Only those who know God intimately can simultaneously grieve the loss of a good dream, and rejoice in the hope of knowing a better dream as a result of the loss. Those who do not know God can only grieve, or rage over, the loss of their dreams. They have no other hope.

My friend has hope....

Monday, February 19, 2007

First entry...worst entry.

I love to run...and sometimes I run too much, over do it and injur myself. "Sometimes" is too lenient...I do it practically twice a year or so. And when I don't run for awhile, I lose all the conditioning effects that I worked so hard to acquire, so that by the time I start over, I'm practically out of shape and a "beginner" all over again.

I like to keep a running log, to track my frequency, distance, time, etc., of my runs. I have a catch phrase that I usually put on the very first log entry of a new running "streak"....it goes "first run...worst run." That's because the first run back after a lengthy layoff is usually the hardest, most disappointing run of the "streak" that is yet to come. I feel like crap through most of the run, and hurt like heck for the next few days afterward. It takes me about 6 weeks of consistant running before I begin to feel like "myself" again, and can glide along at a "reasonable" or "respectable" pace over an extended distance.

[Natural language region descriptions]
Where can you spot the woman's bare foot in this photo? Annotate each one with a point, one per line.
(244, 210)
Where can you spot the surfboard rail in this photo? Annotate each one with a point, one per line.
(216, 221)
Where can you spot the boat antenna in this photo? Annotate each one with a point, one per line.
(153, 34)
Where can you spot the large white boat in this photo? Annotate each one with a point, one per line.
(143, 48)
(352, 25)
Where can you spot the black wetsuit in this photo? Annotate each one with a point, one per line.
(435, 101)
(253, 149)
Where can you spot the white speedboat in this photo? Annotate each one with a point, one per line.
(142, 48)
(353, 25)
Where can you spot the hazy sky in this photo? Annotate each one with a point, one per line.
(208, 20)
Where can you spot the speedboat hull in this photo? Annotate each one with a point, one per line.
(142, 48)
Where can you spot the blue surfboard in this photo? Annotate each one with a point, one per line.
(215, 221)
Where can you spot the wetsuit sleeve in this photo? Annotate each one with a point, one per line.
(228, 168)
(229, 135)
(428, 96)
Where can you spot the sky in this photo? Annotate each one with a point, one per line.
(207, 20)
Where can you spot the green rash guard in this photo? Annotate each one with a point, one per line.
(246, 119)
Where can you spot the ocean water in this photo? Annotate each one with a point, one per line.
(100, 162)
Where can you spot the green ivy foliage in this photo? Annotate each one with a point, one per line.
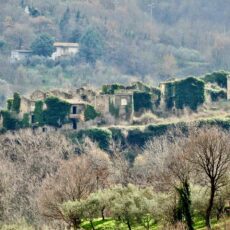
(189, 92)
(90, 113)
(56, 112)
(220, 78)
(142, 101)
(25, 122)
(111, 89)
(10, 122)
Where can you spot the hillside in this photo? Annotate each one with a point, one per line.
(170, 38)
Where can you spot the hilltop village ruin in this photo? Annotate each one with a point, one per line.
(113, 104)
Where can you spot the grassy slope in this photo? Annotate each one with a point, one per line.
(110, 225)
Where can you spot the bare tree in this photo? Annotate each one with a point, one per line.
(76, 179)
(26, 160)
(209, 150)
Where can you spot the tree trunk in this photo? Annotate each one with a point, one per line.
(76, 224)
(209, 209)
(102, 213)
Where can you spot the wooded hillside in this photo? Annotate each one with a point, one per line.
(130, 38)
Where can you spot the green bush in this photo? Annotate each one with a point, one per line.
(117, 135)
(189, 92)
(142, 101)
(220, 78)
(9, 121)
(90, 113)
(217, 95)
(101, 136)
(25, 122)
(56, 112)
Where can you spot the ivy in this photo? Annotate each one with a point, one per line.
(189, 92)
(220, 78)
(25, 122)
(111, 89)
(9, 121)
(90, 113)
(56, 112)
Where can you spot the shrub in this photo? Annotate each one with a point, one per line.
(56, 112)
(142, 101)
(90, 113)
(25, 122)
(220, 78)
(117, 135)
(101, 136)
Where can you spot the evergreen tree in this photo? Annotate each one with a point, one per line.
(43, 45)
(91, 45)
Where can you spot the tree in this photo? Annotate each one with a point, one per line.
(16, 103)
(209, 150)
(74, 181)
(126, 205)
(27, 159)
(165, 164)
(43, 45)
(91, 45)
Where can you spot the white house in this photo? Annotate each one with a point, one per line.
(18, 55)
(65, 49)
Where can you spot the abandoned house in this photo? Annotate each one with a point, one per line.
(20, 55)
(64, 49)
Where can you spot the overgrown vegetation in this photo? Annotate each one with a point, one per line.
(56, 112)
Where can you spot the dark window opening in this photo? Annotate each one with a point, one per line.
(74, 124)
(32, 119)
(74, 109)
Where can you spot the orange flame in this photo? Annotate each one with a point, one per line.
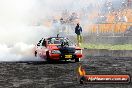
(81, 71)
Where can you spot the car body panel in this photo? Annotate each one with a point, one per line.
(56, 50)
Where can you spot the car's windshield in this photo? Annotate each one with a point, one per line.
(59, 41)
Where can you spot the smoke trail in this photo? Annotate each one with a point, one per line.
(22, 23)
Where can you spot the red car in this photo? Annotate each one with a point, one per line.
(57, 48)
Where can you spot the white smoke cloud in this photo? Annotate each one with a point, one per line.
(17, 19)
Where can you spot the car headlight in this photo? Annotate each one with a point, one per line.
(55, 52)
(78, 52)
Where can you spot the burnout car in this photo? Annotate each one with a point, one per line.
(57, 48)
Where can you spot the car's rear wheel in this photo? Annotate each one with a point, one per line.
(77, 59)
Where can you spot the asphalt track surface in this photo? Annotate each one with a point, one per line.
(62, 74)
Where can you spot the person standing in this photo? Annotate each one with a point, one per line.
(78, 31)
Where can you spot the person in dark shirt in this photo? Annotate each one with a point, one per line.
(78, 31)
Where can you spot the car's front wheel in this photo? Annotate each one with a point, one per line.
(77, 59)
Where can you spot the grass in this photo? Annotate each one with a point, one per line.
(107, 46)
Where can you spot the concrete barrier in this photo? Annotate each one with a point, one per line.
(109, 53)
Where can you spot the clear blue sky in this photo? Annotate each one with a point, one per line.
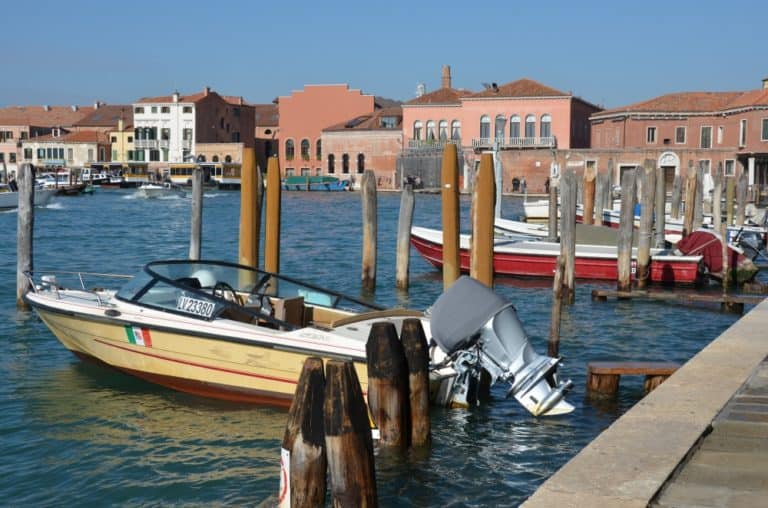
(612, 53)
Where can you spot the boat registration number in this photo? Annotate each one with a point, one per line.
(195, 306)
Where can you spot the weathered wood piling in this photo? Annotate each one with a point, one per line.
(404, 224)
(450, 206)
(303, 459)
(370, 230)
(25, 232)
(348, 441)
(388, 385)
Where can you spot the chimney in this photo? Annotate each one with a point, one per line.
(446, 81)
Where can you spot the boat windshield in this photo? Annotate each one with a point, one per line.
(205, 288)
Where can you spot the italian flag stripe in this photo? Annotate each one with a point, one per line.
(138, 336)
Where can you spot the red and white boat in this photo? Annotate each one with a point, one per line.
(539, 258)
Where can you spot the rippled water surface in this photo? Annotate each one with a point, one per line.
(79, 434)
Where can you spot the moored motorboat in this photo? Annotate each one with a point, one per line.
(539, 258)
(231, 332)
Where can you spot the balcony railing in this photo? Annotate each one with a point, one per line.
(545, 142)
(145, 143)
(431, 144)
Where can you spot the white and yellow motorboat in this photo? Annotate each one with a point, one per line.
(231, 332)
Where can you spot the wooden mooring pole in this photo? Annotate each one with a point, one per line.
(404, 224)
(626, 227)
(303, 461)
(348, 441)
(388, 385)
(196, 219)
(24, 232)
(481, 256)
(568, 233)
(450, 204)
(647, 175)
(370, 230)
(416, 350)
(272, 223)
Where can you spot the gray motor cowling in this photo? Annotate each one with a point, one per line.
(480, 330)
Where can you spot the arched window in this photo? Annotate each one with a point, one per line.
(417, 130)
(500, 126)
(546, 126)
(431, 134)
(514, 126)
(485, 127)
(530, 126)
(456, 130)
(345, 163)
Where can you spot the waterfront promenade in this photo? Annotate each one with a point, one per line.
(661, 452)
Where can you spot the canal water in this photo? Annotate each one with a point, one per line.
(79, 434)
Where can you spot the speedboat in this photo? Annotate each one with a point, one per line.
(232, 332)
(9, 196)
(159, 190)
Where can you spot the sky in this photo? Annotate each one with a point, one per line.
(608, 53)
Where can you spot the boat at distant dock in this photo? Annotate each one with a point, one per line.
(315, 183)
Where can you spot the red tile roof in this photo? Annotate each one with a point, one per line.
(107, 116)
(74, 137)
(521, 88)
(39, 116)
(440, 96)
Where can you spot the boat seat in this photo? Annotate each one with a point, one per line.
(376, 314)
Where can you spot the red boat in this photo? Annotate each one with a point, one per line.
(538, 259)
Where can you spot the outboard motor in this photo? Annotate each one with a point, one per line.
(480, 332)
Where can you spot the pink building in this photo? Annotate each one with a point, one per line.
(711, 129)
(302, 117)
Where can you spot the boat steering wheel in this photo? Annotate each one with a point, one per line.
(227, 292)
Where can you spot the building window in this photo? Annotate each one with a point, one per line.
(680, 135)
(443, 130)
(455, 130)
(546, 126)
(530, 126)
(514, 126)
(431, 134)
(345, 163)
(499, 126)
(417, 130)
(650, 135)
(743, 132)
(485, 127)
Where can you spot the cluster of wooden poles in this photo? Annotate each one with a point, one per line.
(329, 425)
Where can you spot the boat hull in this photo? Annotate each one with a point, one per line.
(541, 262)
(206, 366)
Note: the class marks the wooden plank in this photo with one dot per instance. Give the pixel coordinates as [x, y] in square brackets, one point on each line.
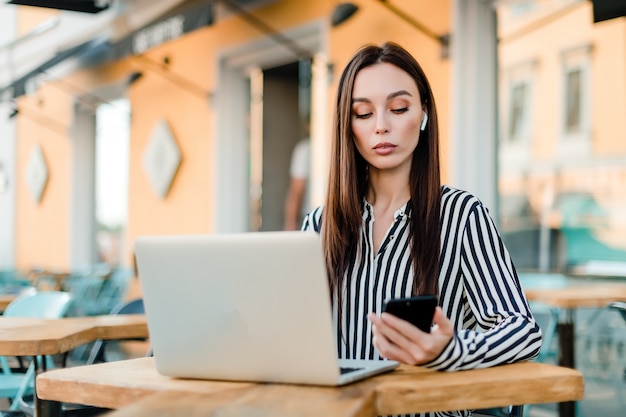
[415, 389]
[408, 389]
[258, 401]
[22, 336]
[595, 295]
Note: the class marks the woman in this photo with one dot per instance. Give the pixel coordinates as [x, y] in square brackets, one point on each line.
[390, 229]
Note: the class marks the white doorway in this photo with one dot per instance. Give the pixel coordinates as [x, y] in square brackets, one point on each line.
[236, 157]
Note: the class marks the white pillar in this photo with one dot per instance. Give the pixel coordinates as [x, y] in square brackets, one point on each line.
[473, 146]
[83, 251]
[8, 30]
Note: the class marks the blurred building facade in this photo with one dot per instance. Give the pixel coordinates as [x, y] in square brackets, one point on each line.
[562, 133]
[218, 93]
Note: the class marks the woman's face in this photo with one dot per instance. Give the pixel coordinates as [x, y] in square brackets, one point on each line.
[386, 116]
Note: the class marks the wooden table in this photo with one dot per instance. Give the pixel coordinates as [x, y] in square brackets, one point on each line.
[38, 337]
[592, 295]
[5, 300]
[137, 389]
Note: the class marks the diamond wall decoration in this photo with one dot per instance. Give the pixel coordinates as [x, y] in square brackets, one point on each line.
[161, 158]
[36, 173]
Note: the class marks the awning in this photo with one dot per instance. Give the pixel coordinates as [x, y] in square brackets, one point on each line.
[19, 86]
[185, 18]
[86, 6]
[608, 9]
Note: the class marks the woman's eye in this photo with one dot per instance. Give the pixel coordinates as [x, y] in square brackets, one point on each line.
[401, 110]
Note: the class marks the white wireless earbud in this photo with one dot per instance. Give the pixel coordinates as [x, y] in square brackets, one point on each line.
[424, 120]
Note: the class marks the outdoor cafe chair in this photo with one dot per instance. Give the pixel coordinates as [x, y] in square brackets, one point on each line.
[45, 305]
[98, 350]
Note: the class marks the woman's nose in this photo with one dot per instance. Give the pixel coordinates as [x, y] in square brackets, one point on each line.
[381, 125]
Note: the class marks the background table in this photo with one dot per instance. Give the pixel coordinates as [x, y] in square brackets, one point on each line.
[5, 300]
[136, 384]
[38, 337]
[592, 295]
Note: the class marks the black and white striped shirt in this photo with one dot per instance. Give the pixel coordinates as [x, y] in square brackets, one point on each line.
[478, 288]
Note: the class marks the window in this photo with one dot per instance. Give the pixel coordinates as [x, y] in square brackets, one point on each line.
[573, 102]
[516, 99]
[519, 97]
[576, 99]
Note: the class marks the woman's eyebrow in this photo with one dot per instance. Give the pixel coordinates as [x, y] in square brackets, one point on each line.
[389, 97]
[399, 93]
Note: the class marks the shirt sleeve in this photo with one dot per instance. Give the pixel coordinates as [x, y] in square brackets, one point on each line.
[505, 330]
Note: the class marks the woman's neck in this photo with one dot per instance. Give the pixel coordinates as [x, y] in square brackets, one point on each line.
[388, 190]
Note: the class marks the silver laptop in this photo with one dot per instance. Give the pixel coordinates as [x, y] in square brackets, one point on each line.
[243, 307]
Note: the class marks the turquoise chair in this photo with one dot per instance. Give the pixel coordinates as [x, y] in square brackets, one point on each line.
[46, 305]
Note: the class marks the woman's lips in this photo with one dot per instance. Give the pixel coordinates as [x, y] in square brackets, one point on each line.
[384, 148]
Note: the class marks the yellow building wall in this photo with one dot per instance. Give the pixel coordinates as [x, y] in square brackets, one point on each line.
[43, 229]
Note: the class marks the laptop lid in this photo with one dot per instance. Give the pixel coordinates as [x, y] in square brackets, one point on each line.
[244, 307]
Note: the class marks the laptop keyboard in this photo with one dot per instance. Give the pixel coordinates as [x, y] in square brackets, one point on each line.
[345, 369]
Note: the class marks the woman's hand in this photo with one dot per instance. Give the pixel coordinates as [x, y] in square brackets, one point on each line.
[399, 340]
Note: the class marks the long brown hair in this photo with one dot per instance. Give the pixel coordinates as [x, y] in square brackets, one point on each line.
[347, 183]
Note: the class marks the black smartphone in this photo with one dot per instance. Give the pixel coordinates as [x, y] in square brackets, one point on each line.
[418, 310]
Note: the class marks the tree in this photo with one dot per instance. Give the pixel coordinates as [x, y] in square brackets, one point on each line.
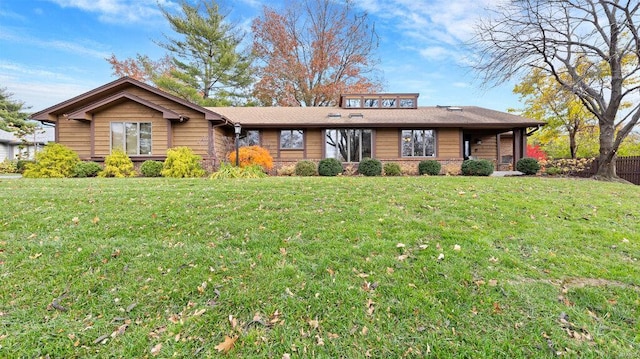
[546, 100]
[12, 113]
[142, 68]
[312, 52]
[590, 48]
[206, 67]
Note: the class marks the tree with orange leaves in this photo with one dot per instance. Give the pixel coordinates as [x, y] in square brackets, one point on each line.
[313, 51]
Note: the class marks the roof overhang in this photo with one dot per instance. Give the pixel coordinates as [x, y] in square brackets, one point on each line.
[84, 113]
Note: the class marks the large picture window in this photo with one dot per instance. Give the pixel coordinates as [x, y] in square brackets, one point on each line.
[418, 143]
[134, 138]
[348, 145]
[250, 138]
[291, 139]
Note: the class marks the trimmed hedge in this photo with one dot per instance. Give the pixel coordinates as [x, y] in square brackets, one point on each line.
[528, 166]
[429, 167]
[306, 168]
[477, 168]
[392, 169]
[329, 167]
[151, 168]
[370, 167]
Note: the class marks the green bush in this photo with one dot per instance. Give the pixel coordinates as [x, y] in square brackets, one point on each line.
[429, 167]
[528, 165]
[329, 167]
[54, 161]
[8, 166]
[181, 162]
[392, 169]
[477, 168]
[226, 170]
[306, 168]
[370, 167]
[21, 165]
[86, 169]
[553, 171]
[117, 164]
[151, 168]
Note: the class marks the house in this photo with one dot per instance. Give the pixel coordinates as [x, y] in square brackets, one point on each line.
[146, 121]
[12, 147]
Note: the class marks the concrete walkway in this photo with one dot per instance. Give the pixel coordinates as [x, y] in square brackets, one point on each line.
[506, 173]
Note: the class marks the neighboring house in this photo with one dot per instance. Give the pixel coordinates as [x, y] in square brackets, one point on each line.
[146, 121]
[12, 147]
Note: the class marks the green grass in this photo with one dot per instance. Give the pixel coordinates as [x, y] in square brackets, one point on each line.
[319, 267]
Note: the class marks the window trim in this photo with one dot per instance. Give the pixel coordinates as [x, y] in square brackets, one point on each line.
[124, 139]
[360, 155]
[435, 143]
[291, 131]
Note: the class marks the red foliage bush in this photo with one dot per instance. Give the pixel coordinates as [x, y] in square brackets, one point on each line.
[253, 155]
[536, 152]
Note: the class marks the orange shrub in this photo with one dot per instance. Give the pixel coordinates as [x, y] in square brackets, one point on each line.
[253, 155]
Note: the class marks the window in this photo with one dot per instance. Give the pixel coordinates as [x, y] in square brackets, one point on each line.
[249, 138]
[134, 138]
[353, 102]
[407, 103]
[348, 145]
[418, 143]
[291, 139]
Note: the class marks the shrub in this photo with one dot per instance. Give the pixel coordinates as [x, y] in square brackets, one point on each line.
[21, 165]
[370, 167]
[7, 166]
[54, 161]
[117, 164]
[181, 162]
[553, 171]
[429, 167]
[253, 155]
[151, 168]
[86, 169]
[306, 168]
[392, 169]
[329, 167]
[288, 170]
[528, 165]
[228, 171]
[477, 168]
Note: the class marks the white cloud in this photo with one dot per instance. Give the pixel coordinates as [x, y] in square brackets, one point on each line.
[120, 11]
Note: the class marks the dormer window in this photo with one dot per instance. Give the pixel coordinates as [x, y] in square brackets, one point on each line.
[381, 101]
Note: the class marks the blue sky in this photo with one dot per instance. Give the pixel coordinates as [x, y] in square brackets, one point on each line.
[52, 50]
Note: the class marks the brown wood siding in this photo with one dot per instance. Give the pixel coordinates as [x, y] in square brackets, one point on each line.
[75, 135]
[448, 143]
[387, 142]
[313, 145]
[129, 111]
[487, 149]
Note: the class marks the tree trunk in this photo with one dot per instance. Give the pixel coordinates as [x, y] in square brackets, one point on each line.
[608, 154]
[572, 144]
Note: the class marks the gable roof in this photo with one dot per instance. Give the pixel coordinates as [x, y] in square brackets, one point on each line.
[436, 116]
[91, 100]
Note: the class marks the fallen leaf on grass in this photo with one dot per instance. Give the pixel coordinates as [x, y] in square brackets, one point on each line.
[227, 344]
[156, 349]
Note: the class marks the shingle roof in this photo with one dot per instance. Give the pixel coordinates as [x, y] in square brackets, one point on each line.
[466, 116]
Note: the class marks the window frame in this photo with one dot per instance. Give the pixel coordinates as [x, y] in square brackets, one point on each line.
[424, 143]
[139, 140]
[351, 158]
[291, 133]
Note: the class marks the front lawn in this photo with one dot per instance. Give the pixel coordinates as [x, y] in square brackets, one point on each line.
[297, 267]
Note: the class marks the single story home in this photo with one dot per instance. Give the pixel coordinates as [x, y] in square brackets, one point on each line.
[146, 121]
[12, 147]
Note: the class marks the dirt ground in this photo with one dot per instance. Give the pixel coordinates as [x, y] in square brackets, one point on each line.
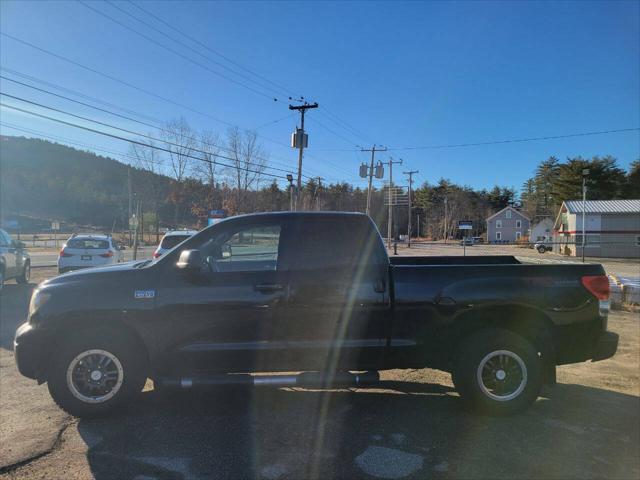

■ Description of the task ■
Quote the stretch of the blog excerpt from "Only those who" through "no other hope.", word for word.

■ Written answer ■
Only those who know God intimately can simultaneously grieve the loss of a good dream, and rejoice in the hope of knowing a better dream as a result of the loss. Those who do not know God can only grieve, or rage over, the loss of their dreams. They have no other hope.